╭─ Kaynak

1500 yılında Akkoyunlu Sultanı Kasım Bey tarafından inşa ettirilen bu yapı, Şeyh Mutahhar Camii'nin bir parçası olarak yükselir ve Anadolu'da benzeri olmayan mimarisiyle öne çıkar.
Mimari özellikler
Dört Ayaklı Minare, adını aldığı dört adet yekpare taş sütun üzerine inşa edilmiştir. Kare planlı olan minare, yaklaşık 20 metre yüksekliğindedir ve kesme taştan yapılmıştır. Üzerinde bir balkon (şerefe) ve petek bulunan minare, caminin avlusunda yer alır. Caminin kendisi de kare planlı ve tek kubbelidir; yanlarda üçer, kuzey ve güneyde ikişer penceresi bulunur. Mihrabın iki yanında, üst kattaki küçük mahfillere çıkışı sağlayan geçitler yer alır.

╰─

■ İstenenler ■
(A) Kayıtlarda "reflection on water | locate" ifadesinin geçtiği satırdan "top-left (669, 269), bottom-right (710, 308)" ifadesinin geçtiği satıra kadar, bu satır da dahil olmak üzere, bütün satırları aynen aktarın.
(B) Dört Ayaklı Minare'yi anlatan metni kaldığı yerden devam ettirin.

╭─ Veri bölümü

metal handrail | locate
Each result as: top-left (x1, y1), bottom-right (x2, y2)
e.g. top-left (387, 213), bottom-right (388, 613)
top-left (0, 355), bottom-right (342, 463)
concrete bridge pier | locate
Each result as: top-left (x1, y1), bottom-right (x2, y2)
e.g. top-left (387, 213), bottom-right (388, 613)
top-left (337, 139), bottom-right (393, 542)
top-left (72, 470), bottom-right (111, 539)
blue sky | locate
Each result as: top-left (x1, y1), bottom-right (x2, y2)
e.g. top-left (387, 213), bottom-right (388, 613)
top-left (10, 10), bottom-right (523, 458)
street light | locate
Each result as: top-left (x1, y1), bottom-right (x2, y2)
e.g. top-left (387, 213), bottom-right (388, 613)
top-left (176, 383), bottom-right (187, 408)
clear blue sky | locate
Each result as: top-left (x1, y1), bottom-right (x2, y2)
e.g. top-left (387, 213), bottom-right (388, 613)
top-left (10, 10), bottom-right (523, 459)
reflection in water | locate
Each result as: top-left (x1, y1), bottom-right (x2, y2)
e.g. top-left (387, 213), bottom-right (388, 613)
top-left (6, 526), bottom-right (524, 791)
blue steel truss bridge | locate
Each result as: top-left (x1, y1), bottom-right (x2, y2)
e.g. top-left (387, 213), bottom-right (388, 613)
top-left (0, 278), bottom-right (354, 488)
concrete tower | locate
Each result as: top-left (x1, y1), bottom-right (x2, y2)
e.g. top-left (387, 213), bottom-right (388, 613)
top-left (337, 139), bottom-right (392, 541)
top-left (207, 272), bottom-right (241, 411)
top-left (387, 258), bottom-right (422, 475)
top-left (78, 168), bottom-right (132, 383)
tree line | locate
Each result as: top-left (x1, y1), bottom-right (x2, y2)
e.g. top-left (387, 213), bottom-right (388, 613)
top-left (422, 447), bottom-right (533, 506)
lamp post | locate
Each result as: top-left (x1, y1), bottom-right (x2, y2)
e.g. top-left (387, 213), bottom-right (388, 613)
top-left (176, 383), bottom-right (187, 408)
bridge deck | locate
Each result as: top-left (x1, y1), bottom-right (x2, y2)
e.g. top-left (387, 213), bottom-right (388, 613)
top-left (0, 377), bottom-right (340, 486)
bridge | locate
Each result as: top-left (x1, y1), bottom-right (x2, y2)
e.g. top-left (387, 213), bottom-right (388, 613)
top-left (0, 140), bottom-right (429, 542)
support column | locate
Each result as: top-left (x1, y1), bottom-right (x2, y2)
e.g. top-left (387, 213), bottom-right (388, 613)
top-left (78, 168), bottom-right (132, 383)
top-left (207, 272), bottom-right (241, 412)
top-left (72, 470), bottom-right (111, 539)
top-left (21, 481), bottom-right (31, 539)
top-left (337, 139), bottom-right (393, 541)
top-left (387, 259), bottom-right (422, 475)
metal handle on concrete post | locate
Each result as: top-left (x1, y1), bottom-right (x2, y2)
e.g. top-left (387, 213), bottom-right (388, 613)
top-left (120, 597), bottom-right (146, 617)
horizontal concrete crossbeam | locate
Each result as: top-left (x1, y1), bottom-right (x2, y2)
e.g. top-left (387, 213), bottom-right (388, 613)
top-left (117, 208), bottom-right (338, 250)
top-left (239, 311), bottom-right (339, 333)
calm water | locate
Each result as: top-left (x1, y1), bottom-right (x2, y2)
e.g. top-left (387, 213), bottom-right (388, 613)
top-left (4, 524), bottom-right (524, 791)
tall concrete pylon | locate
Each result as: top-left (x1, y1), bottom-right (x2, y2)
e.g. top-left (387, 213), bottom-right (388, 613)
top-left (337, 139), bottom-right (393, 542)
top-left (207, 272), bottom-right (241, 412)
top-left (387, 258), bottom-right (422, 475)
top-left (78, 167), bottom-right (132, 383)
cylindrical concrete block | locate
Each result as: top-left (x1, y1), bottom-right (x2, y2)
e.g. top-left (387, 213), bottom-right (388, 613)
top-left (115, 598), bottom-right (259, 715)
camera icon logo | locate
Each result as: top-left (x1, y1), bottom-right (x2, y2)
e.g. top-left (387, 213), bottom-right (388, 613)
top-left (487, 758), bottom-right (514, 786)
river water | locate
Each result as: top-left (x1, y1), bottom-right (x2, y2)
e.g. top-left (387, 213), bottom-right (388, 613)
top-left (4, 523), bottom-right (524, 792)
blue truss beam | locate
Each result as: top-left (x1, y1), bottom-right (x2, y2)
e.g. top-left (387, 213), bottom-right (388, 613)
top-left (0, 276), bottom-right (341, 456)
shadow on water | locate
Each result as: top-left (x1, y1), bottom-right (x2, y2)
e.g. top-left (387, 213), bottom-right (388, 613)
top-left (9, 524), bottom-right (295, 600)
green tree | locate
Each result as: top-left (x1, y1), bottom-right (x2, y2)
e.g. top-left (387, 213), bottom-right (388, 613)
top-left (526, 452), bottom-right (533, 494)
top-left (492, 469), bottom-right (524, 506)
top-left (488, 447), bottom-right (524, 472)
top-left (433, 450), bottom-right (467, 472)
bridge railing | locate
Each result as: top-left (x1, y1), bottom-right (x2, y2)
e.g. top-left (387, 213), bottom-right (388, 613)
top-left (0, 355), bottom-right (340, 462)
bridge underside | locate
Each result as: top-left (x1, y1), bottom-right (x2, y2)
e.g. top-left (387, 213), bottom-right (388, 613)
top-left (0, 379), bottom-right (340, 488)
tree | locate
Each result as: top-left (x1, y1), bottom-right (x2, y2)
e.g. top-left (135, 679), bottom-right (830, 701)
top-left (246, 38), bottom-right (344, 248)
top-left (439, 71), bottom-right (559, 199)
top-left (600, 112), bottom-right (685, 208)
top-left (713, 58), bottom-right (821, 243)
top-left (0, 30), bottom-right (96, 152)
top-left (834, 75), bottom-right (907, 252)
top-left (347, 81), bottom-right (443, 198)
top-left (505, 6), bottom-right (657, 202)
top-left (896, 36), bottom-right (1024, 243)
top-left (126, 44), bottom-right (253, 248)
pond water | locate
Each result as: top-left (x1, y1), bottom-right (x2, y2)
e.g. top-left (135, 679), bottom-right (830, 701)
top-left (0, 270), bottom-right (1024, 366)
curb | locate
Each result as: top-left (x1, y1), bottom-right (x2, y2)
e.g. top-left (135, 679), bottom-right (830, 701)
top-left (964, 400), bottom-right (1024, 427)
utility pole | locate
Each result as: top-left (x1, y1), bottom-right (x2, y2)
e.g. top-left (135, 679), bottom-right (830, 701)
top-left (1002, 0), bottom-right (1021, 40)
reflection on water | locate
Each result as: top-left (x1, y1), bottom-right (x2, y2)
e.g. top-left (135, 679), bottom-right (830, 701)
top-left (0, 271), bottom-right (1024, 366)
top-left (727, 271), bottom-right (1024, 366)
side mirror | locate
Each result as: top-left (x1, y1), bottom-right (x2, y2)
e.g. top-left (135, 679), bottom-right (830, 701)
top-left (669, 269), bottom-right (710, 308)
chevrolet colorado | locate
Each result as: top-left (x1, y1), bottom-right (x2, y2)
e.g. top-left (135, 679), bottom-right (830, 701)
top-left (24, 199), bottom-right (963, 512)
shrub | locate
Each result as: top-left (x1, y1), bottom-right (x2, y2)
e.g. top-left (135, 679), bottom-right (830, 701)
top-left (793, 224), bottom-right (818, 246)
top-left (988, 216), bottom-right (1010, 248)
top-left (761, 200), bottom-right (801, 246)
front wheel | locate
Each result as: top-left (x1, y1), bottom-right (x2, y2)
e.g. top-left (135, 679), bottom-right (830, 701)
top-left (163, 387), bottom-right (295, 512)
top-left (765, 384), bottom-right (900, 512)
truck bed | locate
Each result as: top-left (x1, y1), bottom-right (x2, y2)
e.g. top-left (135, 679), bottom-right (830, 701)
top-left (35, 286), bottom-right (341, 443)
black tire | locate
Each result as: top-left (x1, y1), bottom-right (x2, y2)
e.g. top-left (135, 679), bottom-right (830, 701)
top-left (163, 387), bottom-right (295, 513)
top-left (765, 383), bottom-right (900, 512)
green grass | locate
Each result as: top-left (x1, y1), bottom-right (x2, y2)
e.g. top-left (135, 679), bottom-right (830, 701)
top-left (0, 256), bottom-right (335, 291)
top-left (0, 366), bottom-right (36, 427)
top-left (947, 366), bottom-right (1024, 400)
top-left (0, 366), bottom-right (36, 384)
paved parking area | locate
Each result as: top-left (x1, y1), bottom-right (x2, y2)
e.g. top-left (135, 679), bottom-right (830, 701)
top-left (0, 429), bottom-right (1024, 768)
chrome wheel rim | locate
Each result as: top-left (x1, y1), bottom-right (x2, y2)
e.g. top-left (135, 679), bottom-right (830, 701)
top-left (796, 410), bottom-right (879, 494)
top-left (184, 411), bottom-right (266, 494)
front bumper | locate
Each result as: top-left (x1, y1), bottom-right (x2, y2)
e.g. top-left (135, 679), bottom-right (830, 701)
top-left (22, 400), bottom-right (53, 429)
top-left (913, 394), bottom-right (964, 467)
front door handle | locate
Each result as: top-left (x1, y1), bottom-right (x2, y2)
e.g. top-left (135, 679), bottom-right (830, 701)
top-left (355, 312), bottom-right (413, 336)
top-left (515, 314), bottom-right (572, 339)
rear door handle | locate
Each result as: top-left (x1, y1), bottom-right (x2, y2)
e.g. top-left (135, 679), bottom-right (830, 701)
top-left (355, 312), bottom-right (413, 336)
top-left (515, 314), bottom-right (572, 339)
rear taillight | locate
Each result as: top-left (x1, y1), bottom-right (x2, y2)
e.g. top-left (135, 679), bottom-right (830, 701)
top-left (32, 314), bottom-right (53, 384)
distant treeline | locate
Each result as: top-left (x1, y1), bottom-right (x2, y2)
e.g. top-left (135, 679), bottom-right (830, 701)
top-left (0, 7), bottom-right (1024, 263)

╰─

■ Cevaplar ■
(A)
reflection on water | locate
Each result as: top-left (x1, y1), bottom-right (x2, y2)
e.g. top-left (135, 679), bottom-right (830, 701)
top-left (0, 271), bottom-right (1024, 366)
top-left (727, 271), bottom-right (1024, 366)
side mirror | locate
Each result as: top-left (x1, y1), bottom-right (x2, y2)
e.g. top-left (135, 679), bottom-right (830, 701)
top-left (669, 269), bottom-right (710, 308)

(B)
Sembolik anlamı ve halk inançları
Minarenin dört sütunu, İslam dinindeki dört büyük Sünni mezhebi—Hanefi, Şafi, Maliki ve Hanbeli—temsil eder. Bu yönüyle yapı, dini hoşgörünün ve birlikteliğin bir sembolü olarak görülür. Ayrıca halk arasında, minarenin sütunlarının altından yedi kez geçen kişilerin dileklerinin kabul olacağına inanılır.
Tarihî olaylar ve günümüzdeki durumu
Dört Ayaklı Minare, sadece mimari özellikleriyle değil, aynı zamanda tanıklık ettiği olaylarla da önem taşır. 29 Kasım 2015 tarihinde, Diyarbakır Baro Başkanı Tahir Elçi, bu minarenin önünde yaptığı basın açıklaması sırasında silahlı saldırı sonucu hayatını kaybetmiştir. Bu olay, minarenin tarihî ve toplumsal hafızadaki yerini daha da pekiştirmiştir.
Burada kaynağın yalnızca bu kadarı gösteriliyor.